Extract every line below that contains the string "window" and copy each one in full. Case counts.
══ RECORDS SHOWN ══
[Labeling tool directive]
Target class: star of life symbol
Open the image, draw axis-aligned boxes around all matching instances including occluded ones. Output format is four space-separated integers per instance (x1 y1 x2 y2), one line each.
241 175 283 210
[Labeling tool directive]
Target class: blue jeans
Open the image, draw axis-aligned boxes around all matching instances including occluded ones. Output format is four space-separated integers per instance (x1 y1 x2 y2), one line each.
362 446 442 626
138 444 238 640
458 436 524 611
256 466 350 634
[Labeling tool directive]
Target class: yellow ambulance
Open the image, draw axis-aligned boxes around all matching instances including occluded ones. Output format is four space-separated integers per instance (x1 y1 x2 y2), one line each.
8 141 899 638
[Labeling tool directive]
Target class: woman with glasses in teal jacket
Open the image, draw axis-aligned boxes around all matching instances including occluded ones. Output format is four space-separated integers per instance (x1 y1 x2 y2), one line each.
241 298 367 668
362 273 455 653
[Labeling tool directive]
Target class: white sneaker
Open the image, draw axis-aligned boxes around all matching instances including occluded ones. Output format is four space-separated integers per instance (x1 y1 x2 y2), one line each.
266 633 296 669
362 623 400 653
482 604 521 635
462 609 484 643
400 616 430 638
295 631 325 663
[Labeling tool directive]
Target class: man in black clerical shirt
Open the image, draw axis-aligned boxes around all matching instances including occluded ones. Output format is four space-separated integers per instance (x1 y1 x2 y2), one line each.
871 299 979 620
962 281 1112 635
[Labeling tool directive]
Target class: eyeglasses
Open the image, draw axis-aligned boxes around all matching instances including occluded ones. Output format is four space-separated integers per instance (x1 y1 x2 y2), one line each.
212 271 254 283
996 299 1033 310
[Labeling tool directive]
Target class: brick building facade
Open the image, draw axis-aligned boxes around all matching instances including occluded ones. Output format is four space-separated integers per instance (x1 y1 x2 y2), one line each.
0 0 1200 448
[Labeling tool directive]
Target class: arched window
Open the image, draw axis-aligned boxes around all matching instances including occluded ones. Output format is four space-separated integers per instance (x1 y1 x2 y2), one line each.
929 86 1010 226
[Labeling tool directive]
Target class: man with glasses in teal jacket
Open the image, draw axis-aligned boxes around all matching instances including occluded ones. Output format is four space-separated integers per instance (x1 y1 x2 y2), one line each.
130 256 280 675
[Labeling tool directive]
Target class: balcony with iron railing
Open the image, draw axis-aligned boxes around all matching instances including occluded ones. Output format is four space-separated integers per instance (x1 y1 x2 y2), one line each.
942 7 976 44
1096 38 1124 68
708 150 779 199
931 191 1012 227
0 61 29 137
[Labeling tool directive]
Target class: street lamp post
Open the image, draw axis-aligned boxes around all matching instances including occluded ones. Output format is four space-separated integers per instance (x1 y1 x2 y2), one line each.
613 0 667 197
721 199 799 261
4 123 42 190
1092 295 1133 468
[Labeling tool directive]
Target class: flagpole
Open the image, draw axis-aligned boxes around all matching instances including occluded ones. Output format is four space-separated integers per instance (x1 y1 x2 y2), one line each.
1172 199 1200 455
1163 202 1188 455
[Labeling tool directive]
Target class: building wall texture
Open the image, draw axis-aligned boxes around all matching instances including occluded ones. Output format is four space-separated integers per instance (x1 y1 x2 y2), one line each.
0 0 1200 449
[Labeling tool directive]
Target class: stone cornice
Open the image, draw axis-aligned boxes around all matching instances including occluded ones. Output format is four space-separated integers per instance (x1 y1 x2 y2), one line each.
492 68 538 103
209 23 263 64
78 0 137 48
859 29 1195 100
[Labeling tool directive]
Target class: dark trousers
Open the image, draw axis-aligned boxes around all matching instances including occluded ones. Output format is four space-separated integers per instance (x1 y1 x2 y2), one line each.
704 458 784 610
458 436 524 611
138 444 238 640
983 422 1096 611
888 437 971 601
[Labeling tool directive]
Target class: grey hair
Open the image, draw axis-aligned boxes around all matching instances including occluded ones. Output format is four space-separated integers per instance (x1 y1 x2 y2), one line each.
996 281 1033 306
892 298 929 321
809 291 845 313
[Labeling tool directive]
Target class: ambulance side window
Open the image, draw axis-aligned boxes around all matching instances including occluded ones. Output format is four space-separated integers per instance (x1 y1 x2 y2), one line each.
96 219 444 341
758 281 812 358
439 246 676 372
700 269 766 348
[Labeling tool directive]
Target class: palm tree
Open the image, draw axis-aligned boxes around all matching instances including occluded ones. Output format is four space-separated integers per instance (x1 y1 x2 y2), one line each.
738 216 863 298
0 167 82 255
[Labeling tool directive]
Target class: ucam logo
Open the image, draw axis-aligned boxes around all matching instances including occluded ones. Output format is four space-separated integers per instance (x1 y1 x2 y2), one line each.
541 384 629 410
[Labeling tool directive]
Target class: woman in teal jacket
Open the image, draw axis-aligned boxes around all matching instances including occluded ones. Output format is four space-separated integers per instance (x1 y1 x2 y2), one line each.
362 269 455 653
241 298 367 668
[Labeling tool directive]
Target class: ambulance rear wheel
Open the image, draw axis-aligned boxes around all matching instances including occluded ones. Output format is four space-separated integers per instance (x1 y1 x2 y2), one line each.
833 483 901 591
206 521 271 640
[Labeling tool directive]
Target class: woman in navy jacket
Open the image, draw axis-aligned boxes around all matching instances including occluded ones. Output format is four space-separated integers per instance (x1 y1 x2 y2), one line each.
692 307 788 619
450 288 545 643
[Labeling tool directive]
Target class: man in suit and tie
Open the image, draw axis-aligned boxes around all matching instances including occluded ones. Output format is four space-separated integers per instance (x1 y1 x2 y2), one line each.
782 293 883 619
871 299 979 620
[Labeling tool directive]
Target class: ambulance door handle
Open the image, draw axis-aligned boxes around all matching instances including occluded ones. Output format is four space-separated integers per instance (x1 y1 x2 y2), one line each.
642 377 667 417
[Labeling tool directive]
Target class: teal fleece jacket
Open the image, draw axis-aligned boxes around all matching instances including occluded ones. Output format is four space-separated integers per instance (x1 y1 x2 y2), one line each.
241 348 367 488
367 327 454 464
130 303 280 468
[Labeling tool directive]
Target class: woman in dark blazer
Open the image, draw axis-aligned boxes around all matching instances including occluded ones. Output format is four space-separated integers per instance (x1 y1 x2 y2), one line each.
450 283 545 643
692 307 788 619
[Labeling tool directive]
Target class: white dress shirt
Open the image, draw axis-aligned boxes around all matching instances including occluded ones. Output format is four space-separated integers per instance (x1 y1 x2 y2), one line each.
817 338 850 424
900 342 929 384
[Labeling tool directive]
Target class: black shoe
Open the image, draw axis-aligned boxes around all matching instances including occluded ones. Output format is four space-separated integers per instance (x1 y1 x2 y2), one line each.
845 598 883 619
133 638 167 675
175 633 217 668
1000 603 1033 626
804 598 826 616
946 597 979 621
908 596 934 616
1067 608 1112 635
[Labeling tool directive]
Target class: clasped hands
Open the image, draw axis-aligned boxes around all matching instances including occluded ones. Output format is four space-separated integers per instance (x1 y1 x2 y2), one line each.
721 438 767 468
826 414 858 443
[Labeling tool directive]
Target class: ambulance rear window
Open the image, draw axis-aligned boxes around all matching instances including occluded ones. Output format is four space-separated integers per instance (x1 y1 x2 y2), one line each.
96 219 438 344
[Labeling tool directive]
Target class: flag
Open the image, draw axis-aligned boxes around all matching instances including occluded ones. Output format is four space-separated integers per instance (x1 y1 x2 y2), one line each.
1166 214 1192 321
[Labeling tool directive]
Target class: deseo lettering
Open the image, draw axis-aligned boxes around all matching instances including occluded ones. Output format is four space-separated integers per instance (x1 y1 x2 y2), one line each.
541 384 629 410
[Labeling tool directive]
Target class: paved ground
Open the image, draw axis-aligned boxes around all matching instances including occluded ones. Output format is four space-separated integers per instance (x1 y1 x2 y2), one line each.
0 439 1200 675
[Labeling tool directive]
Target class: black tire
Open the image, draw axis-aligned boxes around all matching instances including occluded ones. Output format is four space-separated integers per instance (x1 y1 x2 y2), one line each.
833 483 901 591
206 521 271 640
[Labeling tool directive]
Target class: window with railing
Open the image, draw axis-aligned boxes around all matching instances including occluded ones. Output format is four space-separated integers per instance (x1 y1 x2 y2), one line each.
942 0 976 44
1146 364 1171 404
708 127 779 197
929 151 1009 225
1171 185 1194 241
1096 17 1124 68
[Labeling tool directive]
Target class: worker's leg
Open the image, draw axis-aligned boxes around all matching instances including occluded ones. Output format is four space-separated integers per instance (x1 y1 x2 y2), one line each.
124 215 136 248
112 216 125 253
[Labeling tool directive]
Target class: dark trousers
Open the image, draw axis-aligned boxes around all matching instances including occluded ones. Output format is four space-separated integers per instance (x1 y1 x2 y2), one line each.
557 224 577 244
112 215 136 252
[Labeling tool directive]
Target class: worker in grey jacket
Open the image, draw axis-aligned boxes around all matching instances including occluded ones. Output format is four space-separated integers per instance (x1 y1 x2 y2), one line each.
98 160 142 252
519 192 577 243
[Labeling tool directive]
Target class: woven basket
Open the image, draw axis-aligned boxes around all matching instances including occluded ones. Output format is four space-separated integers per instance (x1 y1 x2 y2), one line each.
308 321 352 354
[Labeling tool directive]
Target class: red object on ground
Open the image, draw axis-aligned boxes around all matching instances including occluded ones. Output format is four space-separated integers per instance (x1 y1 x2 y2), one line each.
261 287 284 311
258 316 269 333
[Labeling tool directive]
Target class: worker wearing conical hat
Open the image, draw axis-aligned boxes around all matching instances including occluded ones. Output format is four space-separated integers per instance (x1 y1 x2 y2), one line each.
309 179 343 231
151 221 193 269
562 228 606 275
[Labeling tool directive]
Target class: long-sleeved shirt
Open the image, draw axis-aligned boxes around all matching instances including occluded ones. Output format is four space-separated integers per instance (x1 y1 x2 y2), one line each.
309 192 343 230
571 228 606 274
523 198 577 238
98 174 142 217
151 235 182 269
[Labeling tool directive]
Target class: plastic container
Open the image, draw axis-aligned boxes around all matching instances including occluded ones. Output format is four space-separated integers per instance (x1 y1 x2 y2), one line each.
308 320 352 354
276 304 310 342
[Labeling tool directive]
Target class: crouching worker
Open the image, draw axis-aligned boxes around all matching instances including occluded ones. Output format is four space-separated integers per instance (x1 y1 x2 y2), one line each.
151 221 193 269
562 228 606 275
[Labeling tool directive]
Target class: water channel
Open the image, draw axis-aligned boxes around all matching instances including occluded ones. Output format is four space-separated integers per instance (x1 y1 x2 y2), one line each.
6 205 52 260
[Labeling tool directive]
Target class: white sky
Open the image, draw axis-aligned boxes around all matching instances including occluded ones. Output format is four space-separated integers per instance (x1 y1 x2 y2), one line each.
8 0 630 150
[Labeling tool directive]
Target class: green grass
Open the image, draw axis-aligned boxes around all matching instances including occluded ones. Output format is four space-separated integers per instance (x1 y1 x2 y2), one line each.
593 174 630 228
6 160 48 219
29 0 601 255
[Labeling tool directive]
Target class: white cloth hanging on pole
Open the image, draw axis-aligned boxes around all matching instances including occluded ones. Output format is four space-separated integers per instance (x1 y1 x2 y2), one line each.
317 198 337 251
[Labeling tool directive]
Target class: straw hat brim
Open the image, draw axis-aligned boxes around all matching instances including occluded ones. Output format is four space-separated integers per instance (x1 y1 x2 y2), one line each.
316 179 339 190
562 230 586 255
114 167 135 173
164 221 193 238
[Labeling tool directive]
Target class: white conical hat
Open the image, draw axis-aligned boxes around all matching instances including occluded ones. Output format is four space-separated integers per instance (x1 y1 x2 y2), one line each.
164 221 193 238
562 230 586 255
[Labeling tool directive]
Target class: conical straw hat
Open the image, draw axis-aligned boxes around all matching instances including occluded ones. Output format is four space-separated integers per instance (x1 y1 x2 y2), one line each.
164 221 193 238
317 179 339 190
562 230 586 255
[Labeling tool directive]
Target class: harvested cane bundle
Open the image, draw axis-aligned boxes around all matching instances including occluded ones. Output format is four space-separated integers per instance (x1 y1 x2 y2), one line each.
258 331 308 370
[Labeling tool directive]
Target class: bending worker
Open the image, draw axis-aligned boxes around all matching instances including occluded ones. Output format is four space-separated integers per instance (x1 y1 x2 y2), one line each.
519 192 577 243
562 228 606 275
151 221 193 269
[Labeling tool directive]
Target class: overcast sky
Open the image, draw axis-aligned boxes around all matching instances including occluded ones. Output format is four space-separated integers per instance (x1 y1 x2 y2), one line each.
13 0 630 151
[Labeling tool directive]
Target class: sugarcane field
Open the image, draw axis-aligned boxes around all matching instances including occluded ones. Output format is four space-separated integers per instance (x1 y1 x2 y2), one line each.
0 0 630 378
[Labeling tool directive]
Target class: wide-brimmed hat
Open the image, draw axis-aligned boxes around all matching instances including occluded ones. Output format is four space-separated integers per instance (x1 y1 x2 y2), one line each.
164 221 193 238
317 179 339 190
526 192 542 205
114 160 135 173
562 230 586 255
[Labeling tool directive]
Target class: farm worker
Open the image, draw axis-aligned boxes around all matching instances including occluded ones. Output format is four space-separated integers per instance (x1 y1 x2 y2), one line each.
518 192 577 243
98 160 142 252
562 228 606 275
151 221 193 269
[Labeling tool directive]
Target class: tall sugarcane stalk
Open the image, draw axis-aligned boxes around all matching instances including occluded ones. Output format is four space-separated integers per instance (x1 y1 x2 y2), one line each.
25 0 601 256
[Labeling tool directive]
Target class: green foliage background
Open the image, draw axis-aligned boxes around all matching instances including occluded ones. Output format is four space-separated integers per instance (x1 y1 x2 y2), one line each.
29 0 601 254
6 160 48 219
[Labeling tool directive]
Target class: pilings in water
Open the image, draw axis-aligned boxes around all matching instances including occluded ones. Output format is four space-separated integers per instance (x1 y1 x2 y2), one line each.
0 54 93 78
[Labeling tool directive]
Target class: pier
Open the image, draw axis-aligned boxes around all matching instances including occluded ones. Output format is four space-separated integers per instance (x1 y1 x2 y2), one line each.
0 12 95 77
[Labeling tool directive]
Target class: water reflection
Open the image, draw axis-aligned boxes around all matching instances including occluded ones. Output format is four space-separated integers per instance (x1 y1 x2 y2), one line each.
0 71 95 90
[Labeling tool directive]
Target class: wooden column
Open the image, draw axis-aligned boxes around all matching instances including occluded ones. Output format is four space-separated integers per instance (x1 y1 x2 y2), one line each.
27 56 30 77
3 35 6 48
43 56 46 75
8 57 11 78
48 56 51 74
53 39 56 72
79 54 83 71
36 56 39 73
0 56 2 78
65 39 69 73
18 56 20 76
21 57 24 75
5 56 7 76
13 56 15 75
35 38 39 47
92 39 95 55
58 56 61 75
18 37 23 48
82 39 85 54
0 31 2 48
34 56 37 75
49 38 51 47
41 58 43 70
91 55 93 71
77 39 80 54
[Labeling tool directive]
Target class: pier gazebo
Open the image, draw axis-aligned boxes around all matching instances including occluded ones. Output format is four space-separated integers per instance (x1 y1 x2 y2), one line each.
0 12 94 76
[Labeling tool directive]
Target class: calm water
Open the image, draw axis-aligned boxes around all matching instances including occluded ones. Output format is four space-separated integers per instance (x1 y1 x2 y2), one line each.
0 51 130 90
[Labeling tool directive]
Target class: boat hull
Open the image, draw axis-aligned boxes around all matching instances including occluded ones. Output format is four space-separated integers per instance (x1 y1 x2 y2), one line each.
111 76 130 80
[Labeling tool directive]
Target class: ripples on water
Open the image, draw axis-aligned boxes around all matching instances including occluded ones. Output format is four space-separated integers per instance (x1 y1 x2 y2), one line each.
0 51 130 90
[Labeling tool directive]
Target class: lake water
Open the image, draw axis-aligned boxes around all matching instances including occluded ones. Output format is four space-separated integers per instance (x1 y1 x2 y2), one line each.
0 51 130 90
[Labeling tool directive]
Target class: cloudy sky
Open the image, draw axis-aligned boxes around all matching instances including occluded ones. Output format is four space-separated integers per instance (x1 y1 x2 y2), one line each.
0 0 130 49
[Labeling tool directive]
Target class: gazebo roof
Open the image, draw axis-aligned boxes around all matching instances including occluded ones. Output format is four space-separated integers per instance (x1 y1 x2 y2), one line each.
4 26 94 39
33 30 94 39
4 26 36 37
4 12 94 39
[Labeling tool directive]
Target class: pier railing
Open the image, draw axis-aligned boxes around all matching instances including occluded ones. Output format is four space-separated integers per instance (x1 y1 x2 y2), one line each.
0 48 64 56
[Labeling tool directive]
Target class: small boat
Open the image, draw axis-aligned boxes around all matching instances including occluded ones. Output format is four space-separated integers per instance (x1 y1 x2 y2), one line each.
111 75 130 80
═══
__SOLVED EXERCISE__.
Target class: arched window
Target class: ambulance side window
Target class: ambulance rear window
Target class: window with railing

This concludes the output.